* Task to carry out: Count the lines in the records that contain the string "pointed", treating case as significant, and give only that number.

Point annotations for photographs
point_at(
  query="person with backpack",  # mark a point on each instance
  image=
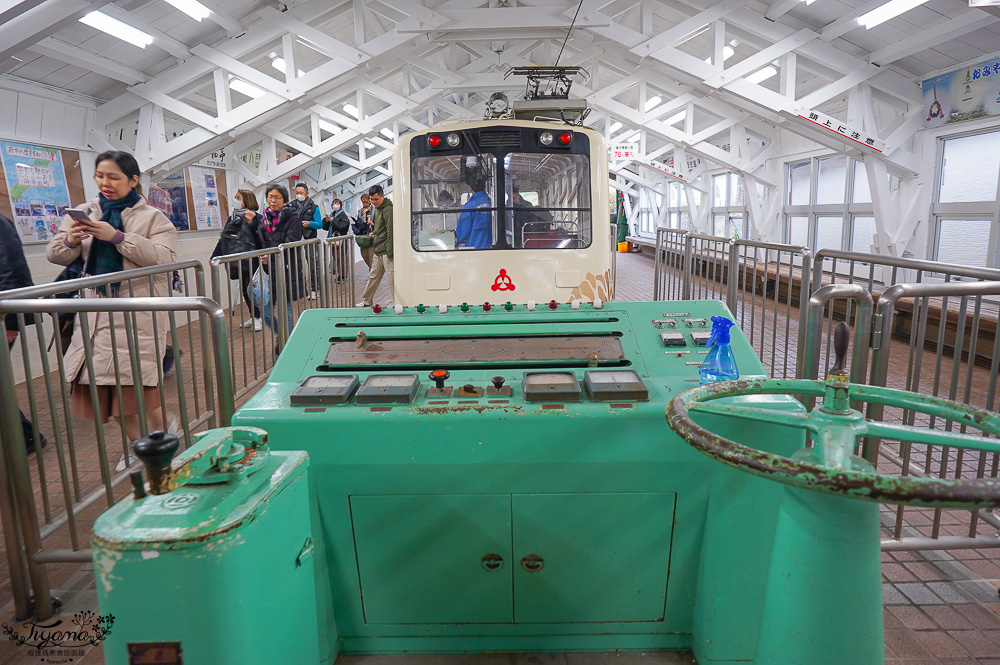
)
(14, 274)
(338, 225)
(243, 233)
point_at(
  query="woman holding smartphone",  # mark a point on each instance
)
(117, 231)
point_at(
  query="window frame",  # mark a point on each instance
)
(967, 210)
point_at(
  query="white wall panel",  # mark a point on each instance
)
(29, 118)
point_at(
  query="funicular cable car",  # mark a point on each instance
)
(512, 208)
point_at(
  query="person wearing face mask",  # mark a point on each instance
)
(243, 233)
(363, 227)
(309, 215)
(338, 225)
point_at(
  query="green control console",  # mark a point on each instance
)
(503, 479)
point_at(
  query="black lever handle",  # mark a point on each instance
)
(841, 340)
(156, 451)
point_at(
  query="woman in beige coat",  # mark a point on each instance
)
(121, 232)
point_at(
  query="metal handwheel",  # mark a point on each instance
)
(830, 465)
(823, 591)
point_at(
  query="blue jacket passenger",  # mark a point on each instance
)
(475, 227)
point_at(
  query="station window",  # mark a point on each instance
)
(967, 205)
(729, 212)
(828, 205)
(543, 203)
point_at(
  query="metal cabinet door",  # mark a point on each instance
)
(421, 558)
(604, 557)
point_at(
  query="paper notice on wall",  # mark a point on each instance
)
(37, 185)
(205, 197)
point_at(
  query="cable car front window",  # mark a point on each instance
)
(453, 202)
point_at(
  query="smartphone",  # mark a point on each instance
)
(79, 216)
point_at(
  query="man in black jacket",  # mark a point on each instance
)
(14, 274)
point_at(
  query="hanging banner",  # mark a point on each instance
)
(625, 151)
(37, 185)
(204, 198)
(965, 94)
(830, 123)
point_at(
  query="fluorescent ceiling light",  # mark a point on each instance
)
(241, 86)
(116, 28)
(727, 53)
(279, 64)
(192, 8)
(328, 126)
(762, 74)
(887, 11)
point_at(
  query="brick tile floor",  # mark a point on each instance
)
(941, 607)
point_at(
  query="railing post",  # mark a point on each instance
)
(688, 267)
(14, 460)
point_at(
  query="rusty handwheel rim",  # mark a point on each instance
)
(863, 485)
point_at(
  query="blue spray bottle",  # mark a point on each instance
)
(719, 364)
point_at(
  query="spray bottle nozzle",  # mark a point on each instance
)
(720, 330)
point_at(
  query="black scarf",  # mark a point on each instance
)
(104, 257)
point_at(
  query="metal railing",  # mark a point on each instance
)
(706, 260)
(669, 266)
(762, 275)
(967, 349)
(80, 484)
(339, 288)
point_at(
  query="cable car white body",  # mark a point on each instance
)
(553, 242)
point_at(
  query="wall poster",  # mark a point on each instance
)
(36, 182)
(965, 94)
(205, 198)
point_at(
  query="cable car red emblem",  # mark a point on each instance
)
(503, 282)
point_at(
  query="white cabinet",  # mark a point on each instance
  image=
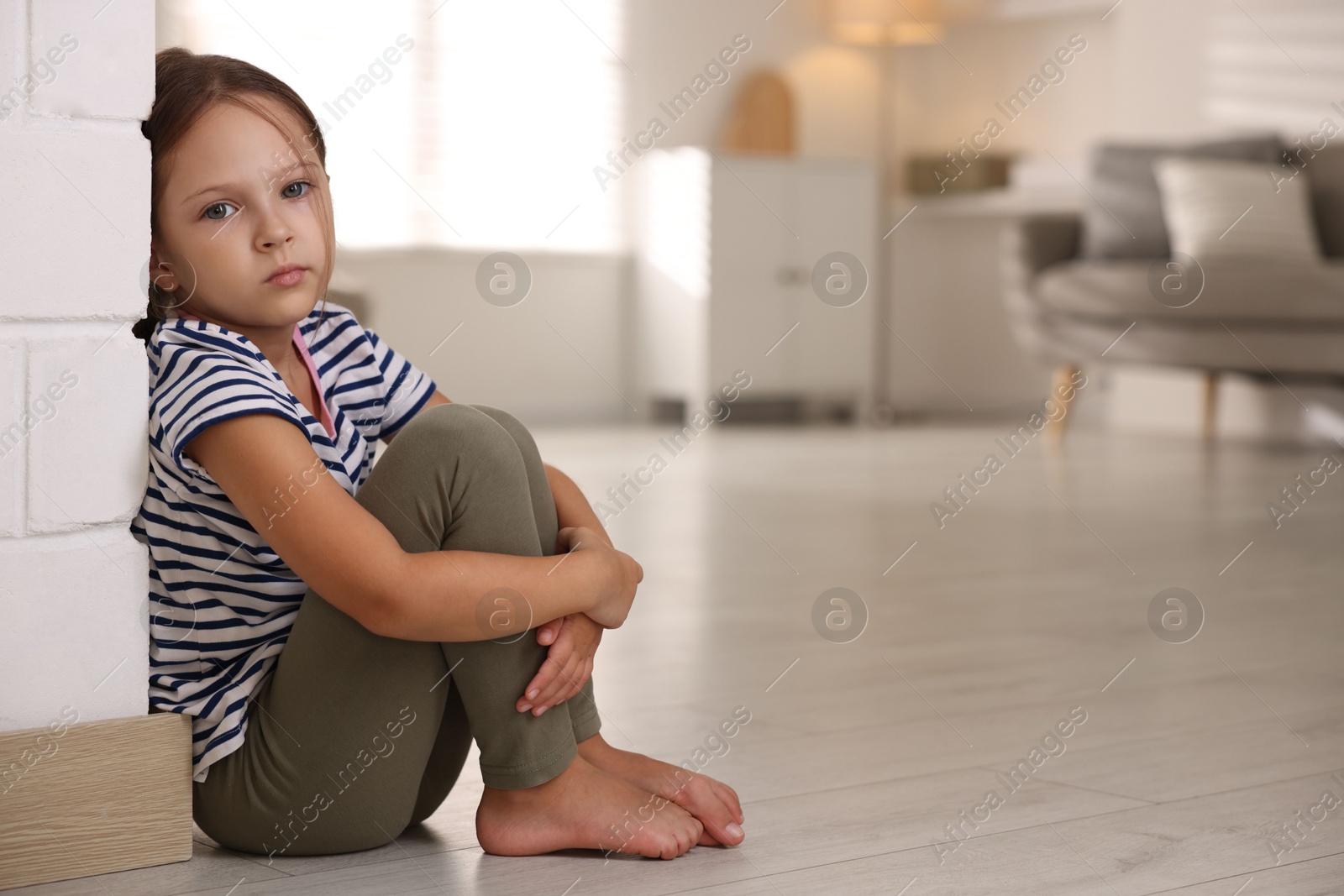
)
(727, 253)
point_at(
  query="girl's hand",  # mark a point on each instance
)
(615, 578)
(569, 663)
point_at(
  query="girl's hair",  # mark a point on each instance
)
(186, 86)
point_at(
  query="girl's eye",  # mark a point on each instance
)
(218, 207)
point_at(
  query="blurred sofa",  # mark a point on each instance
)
(1077, 282)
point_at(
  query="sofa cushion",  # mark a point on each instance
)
(1124, 186)
(1220, 208)
(1274, 295)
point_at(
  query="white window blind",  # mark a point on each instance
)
(484, 132)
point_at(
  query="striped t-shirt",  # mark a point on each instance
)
(221, 600)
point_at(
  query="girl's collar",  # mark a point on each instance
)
(327, 422)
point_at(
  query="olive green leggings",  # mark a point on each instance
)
(356, 736)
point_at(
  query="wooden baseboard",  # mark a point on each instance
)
(92, 799)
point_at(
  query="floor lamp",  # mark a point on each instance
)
(887, 24)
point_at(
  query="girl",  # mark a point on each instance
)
(340, 631)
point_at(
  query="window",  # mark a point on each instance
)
(483, 134)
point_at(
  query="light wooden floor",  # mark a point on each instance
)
(1032, 600)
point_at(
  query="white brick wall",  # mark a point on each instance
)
(76, 80)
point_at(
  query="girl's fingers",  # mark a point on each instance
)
(549, 631)
(554, 694)
(541, 683)
(581, 674)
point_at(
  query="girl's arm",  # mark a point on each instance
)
(349, 557)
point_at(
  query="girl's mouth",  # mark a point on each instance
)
(288, 277)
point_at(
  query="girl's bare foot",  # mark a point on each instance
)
(712, 802)
(584, 808)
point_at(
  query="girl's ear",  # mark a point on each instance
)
(160, 271)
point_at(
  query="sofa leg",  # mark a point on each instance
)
(1061, 383)
(1210, 423)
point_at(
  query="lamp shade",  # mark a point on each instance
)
(884, 23)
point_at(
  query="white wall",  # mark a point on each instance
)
(74, 396)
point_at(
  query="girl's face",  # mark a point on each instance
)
(241, 203)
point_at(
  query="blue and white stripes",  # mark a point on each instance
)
(221, 600)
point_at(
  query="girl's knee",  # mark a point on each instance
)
(511, 425)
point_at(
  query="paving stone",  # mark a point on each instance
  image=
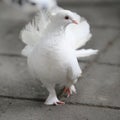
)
(16, 81)
(112, 55)
(101, 85)
(4, 104)
(35, 111)
(73, 1)
(99, 40)
(99, 16)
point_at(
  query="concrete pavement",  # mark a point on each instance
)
(97, 98)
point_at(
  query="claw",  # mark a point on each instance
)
(67, 91)
(59, 103)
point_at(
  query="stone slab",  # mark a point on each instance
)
(99, 40)
(73, 1)
(100, 85)
(99, 15)
(112, 55)
(4, 104)
(24, 110)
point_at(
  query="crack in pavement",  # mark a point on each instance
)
(41, 100)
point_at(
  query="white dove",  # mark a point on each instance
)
(52, 60)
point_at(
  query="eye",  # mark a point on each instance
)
(66, 17)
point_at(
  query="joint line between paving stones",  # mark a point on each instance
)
(68, 103)
(95, 60)
(95, 105)
(89, 4)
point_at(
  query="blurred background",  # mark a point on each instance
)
(98, 91)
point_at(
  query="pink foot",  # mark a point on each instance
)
(67, 91)
(59, 103)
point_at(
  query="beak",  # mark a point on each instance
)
(74, 21)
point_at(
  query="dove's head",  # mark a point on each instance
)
(65, 17)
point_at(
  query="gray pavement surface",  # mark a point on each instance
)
(97, 98)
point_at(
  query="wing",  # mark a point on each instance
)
(32, 33)
(78, 35)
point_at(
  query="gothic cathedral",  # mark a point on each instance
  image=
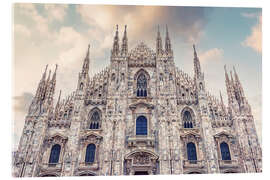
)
(141, 115)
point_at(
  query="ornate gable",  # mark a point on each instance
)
(142, 56)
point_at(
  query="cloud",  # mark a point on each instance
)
(22, 30)
(56, 11)
(250, 15)
(142, 21)
(21, 103)
(254, 40)
(211, 55)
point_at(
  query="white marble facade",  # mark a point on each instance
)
(143, 115)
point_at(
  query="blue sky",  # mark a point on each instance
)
(50, 34)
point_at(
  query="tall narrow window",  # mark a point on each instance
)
(141, 85)
(95, 120)
(55, 154)
(187, 119)
(225, 151)
(90, 153)
(191, 151)
(141, 125)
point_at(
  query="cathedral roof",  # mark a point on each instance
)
(141, 51)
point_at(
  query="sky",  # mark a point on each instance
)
(60, 33)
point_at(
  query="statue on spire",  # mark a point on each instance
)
(168, 49)
(159, 49)
(124, 49)
(197, 65)
(115, 50)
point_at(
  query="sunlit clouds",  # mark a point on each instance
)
(59, 34)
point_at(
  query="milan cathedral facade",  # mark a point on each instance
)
(139, 116)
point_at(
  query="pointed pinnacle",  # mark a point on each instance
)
(59, 97)
(231, 76)
(195, 53)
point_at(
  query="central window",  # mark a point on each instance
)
(141, 85)
(187, 120)
(90, 153)
(94, 119)
(141, 125)
(55, 153)
(191, 151)
(225, 151)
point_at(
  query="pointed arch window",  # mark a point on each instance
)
(55, 154)
(90, 153)
(142, 85)
(225, 151)
(187, 119)
(95, 120)
(191, 151)
(141, 125)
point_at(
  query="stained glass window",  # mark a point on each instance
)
(225, 151)
(90, 153)
(141, 86)
(191, 151)
(95, 119)
(55, 153)
(141, 125)
(187, 120)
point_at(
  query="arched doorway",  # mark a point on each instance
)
(141, 162)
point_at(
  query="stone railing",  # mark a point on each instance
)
(228, 163)
(84, 166)
(221, 123)
(51, 167)
(141, 141)
(193, 163)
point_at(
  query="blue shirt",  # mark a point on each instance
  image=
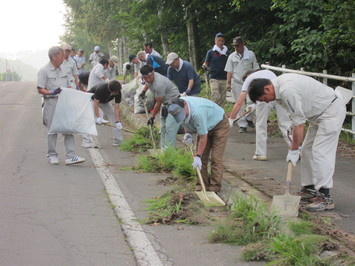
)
(217, 62)
(204, 115)
(181, 77)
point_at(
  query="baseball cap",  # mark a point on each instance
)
(114, 59)
(237, 40)
(171, 57)
(219, 34)
(131, 57)
(177, 112)
(66, 47)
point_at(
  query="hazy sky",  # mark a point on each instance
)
(30, 25)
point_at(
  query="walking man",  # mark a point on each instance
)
(216, 59)
(164, 92)
(208, 120)
(239, 62)
(305, 98)
(183, 74)
(50, 78)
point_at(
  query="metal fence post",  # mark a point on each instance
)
(353, 106)
(325, 80)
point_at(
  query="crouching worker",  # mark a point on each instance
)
(103, 94)
(305, 98)
(208, 120)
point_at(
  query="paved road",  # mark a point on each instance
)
(60, 215)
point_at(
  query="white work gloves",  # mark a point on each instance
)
(197, 163)
(232, 121)
(187, 139)
(119, 125)
(250, 108)
(293, 156)
(100, 121)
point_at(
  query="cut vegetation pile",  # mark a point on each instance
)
(141, 140)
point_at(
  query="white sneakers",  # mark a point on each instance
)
(53, 160)
(258, 157)
(74, 160)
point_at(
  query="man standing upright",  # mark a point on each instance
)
(97, 74)
(216, 59)
(238, 63)
(95, 57)
(50, 78)
(164, 92)
(69, 66)
(305, 98)
(183, 74)
(148, 48)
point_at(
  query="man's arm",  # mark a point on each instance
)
(117, 112)
(297, 136)
(158, 103)
(238, 104)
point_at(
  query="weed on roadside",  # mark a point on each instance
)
(249, 221)
(140, 141)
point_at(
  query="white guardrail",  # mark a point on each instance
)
(325, 77)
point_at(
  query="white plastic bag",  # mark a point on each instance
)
(74, 113)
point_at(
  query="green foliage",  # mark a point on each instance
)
(249, 221)
(140, 141)
(177, 161)
(302, 250)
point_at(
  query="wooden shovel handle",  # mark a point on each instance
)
(289, 176)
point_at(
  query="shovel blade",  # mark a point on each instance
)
(286, 205)
(210, 199)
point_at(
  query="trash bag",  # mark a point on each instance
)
(129, 90)
(139, 104)
(74, 113)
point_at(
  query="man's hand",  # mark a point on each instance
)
(187, 139)
(142, 95)
(232, 121)
(56, 91)
(150, 121)
(197, 163)
(293, 156)
(119, 125)
(100, 121)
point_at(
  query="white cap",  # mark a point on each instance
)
(171, 57)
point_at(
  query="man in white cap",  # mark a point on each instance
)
(50, 78)
(95, 56)
(183, 74)
(69, 66)
(111, 70)
(208, 120)
(239, 62)
(307, 99)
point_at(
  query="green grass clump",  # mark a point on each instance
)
(140, 141)
(301, 250)
(177, 161)
(248, 222)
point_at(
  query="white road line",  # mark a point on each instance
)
(137, 239)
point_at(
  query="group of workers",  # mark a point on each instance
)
(175, 85)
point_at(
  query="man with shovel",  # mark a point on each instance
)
(164, 92)
(208, 120)
(304, 98)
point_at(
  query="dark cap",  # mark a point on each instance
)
(131, 57)
(237, 40)
(219, 34)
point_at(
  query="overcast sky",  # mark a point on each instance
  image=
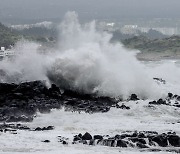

* Full response: 2